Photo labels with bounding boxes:
════════════════

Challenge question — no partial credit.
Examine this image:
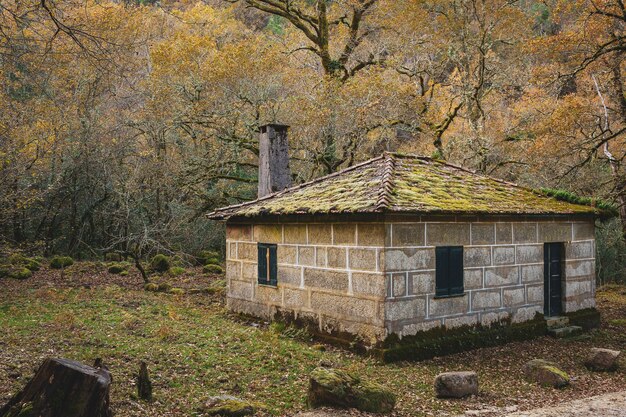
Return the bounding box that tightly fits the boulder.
[201,395,257,417]
[585,348,622,371]
[308,367,396,413]
[522,359,569,388]
[435,372,478,398]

════════════════

▶ _Set problem_
Reproduce the data above with "boulder" replaced by "large rock" and everything else unchanged. Omit the pictures from the reproduced version.

▶ _Finished exercise_
Challenge question — no partial credit.
Examine this image:
Return the bounding box that tightly fits the large rock.
[201,395,257,417]
[585,348,622,371]
[308,367,396,413]
[522,359,569,388]
[435,372,478,398]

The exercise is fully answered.